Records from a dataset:
--*--
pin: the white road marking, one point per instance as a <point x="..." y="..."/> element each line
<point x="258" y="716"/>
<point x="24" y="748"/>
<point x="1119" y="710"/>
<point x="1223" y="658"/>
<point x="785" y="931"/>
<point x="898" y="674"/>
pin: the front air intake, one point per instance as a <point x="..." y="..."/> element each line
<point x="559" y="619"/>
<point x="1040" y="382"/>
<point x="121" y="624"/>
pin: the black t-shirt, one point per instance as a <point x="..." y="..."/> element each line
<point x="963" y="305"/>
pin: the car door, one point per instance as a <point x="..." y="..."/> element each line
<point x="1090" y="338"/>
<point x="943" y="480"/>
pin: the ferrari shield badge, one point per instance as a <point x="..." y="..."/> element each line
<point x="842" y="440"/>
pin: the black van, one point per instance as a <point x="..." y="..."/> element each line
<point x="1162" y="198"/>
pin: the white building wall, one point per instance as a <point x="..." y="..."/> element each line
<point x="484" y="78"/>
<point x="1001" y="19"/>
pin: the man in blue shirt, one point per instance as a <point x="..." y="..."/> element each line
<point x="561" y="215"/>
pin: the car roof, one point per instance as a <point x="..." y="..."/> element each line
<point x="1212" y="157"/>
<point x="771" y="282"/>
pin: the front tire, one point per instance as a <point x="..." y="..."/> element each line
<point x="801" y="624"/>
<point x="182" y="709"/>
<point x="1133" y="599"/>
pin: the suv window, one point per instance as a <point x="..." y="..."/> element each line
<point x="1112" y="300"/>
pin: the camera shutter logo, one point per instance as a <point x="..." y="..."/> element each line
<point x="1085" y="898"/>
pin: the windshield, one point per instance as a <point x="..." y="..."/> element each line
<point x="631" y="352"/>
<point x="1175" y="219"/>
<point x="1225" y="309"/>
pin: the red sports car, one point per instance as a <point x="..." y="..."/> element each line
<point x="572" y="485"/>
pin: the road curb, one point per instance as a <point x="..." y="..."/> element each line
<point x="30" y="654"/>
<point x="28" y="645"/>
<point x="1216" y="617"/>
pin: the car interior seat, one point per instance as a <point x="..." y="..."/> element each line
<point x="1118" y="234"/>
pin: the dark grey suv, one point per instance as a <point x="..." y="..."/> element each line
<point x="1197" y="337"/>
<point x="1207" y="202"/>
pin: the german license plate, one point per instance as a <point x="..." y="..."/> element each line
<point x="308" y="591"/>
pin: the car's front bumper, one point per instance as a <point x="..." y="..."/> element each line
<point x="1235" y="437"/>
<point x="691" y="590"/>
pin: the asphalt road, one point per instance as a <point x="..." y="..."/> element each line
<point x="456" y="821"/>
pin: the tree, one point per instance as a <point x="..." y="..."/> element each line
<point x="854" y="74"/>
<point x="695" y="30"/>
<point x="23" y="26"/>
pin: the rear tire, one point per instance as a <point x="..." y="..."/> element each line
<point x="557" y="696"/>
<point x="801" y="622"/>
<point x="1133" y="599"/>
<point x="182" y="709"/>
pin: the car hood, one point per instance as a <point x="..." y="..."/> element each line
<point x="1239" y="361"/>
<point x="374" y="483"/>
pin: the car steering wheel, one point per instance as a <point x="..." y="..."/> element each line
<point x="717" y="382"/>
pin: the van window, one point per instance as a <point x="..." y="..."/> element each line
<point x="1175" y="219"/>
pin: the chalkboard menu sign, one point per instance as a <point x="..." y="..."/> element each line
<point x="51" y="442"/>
--*--
Without changing a single character, repeat each record.

Solution for this problem
pin: the white road marking, one point per instance as a <point x="..." y="..."/> element each line
<point x="258" y="716"/>
<point x="24" y="748"/>
<point x="1119" y="710"/>
<point x="1223" y="658"/>
<point x="785" y="931"/>
<point x="898" y="674"/>
pin: the front air intake, one point per instance as a <point x="..." y="..."/> element each line
<point x="559" y="619"/>
<point x="1040" y="382"/>
<point x="121" y="624"/>
pin: the black t-shirt, one point per instance as a <point x="..." y="..."/> element each line
<point x="963" y="305"/>
pin: the car door, one point per instance as a <point x="..." y="..."/> element each line
<point x="1090" y="338"/>
<point x="943" y="480"/>
pin: the ferrari shield badge, one point per instance as a <point x="..." y="..."/> element each line
<point x="842" y="440"/>
pin: the black van, one point per instance as a <point x="..." y="..."/> element each line
<point x="1162" y="198"/>
pin: the white building wall, one point per instance as a <point x="..." y="..."/> element each line
<point x="484" y="78"/>
<point x="1001" y="19"/>
pin: the man in blue shirt, one point per instance as a <point x="..." y="..."/> element each line
<point x="561" y="215"/>
pin: the car roof, one point per instance as a <point x="..." y="..."/> element each line
<point x="1212" y="157"/>
<point x="771" y="282"/>
pin: the front tire, one point per instance as a <point x="..." y="..."/> element each line
<point x="801" y="624"/>
<point x="182" y="709"/>
<point x="1133" y="599"/>
pin: the suv window, one point per instance as a <point x="..." y="..."/> element each line
<point x="1112" y="300"/>
pin: the camera shutter logo, one point per instance as a <point x="..." y="..."/> element each line
<point x="1085" y="898"/>
pin: the windshield, one point per instance as a <point x="..." y="..."/> element each line
<point x="631" y="352"/>
<point x="1175" y="219"/>
<point x="1225" y="309"/>
pin: the red sports car, one point per instance as a <point x="..." y="..."/> element each line
<point x="572" y="485"/>
pin: the road curb, one point per instance as a <point x="..." y="..."/> element each line
<point x="30" y="654"/>
<point x="28" y="645"/>
<point x="1216" y="617"/>
pin: the car interior seat, one point per instance as a <point x="..." y="..."/> element each line
<point x="1118" y="234"/>
pin: the dark grey suv, one point per instance as a <point x="..." y="..."/> element each line
<point x="1197" y="337"/>
<point x="1207" y="202"/>
pin: the german license plate, one point per instance as a <point x="..." y="..."/> element each line
<point x="308" y="591"/>
pin: the car's front bumper, one point per instance as a <point x="..." y="..."/> element each line
<point x="1235" y="437"/>
<point x="691" y="590"/>
pin: the asphalt road, one point per instance as a <point x="..." y="..."/> element each line
<point x="456" y="821"/>
pin: the tree, one point per instance as a <point x="..." y="..."/> element each line
<point x="854" y="74"/>
<point x="695" y="30"/>
<point x="23" y="26"/>
pin: the rear tire, one point per instance as a <point x="..." y="..."/> element each line
<point x="557" y="696"/>
<point x="801" y="622"/>
<point x="1133" y="599"/>
<point x="182" y="709"/>
pin: the car hood, one point per instance as a <point x="..." y="..."/> element each line
<point x="1239" y="361"/>
<point x="374" y="483"/>
pin: the car steering wheel, one point per instance as a <point x="..." y="..."/> element each line
<point x="717" y="382"/>
pin: the van window, one point per instance as a <point x="..." y="..."/> element each line
<point x="1175" y="219"/>
pin: the chalkboard menu sign, one point per instance as a <point x="..." y="..."/> element each line
<point x="51" y="442"/>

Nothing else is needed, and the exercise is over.